Goal of the exercise — In the text on corporate debt and lending, what three qualities must all loans have?

Secondly, thematic lending must increase. Certain sectors of the economy, notably infrastructure, capital-intensive sectors, and other long gestation businesses such as transportation, steel, healthcare and pharmaceuticals, need thematic financing. Lenders’ capital requirements for such activities must come from special sources such as capital contributions from governments and multilateral agencies, overseas bonds, perpetual bonds, etc., and the repayment from borrowers must synch with the special needs of infrastructure and such other sectors.

Thirdly, lenders must be client-savvy. Lenders cannot assume that their job is fulfilled by review of client project report and extension of a loan. Rather, the lenders should be able to challenge the clients with alternate models. This requires that the lenders have sector-specific technical appraisers (or, at least outsource the activity to expert third parties). Lenders should also have senior corporate leaders who can participate in company boards, and contribute on a peer director basis.

Fourthly, loan products must be tradeable. In the ultimate analysis, and in the long run, in a capitalist economy there can be no better forum to reward performers and punish defaulters than the stock markets. A portion of loans from the banks must, therefore, be issued as convertible and non-convertible debentures to the lenders, in a manner that they are rated by expert agencies and traded on the stock markets. Their performance would sober runaway managements.

Fifthly, and most importantly, debt is a responsibility that companies and lenders have towards the nation. Extension and receipt of loans is not just a commercial transaction merely between the lenders and borrowers. It is a responsibility that they both together owe to the nation. All loans must be productive, repayable and value-accretive.

From the above, it is clear that debt is not a bilateral transaction but is a socio-economic activity with major impact on the behaviour of the economy. This requires a heightened responsibility on the part of the companies on one hand and the banks on the other, with some helpful policy framework from the Ministry of Corporate Affairs, Reserve Bank of India (RBI), and Securities and Exchanges Board of India (SEBI).  The Board of Directors of each company could have a vital role in this process.

Boards as trustees

The Board of Directors of a company is a highly responsible and extremely important body to ensure good corporate governance, to ensure that the operations are run profitably as well as ethically. Over time, the Boards have got more concerned about the operations of the company, returns to the equity investors, and market capitalisation of their firms than about the debt portfolio and the position of lenders. Even under the guidance of corporate governance (Clause 49) or under the prescriptions of the Ministry of Corporate Affairs specific stress is not laid on the management of debt folio as is laid on energy conservation, technology assimilation and R&D. Boards are the trustees of all the monies that flow into a company, and their utilization. It behoves the Boards to lay equal emphasis on management of equity as well as debt. As many times systemic prescriptions are required to ensure such needed changes, the following rules and regulations are suggested.

Region pointing data:

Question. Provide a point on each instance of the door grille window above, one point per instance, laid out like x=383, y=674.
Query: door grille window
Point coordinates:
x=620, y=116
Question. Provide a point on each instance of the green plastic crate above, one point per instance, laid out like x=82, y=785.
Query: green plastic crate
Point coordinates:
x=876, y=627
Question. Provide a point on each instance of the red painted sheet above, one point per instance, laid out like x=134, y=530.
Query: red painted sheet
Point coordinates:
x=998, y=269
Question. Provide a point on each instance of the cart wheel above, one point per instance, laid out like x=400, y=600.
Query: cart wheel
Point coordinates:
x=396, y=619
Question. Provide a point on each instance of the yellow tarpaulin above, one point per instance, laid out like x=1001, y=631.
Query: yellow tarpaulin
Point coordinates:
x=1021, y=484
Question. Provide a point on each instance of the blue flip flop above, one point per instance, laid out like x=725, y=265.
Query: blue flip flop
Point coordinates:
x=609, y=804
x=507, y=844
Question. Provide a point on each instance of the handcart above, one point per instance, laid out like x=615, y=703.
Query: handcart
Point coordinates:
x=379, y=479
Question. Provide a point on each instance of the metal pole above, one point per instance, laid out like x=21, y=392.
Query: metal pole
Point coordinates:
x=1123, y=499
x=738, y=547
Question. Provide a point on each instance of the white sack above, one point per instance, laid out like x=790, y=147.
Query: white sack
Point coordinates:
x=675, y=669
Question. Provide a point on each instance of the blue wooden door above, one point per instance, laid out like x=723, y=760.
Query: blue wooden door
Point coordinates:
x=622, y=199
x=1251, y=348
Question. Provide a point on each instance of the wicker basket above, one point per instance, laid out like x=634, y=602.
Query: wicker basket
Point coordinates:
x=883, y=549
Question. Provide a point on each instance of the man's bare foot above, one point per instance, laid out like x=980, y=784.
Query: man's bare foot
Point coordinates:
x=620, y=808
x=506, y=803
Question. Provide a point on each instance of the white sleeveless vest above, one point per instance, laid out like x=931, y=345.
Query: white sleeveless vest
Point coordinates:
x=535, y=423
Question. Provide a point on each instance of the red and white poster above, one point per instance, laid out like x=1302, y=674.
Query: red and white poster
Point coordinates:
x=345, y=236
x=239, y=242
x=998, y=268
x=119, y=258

Output below — All loans must be productive, repayable and value-accretive.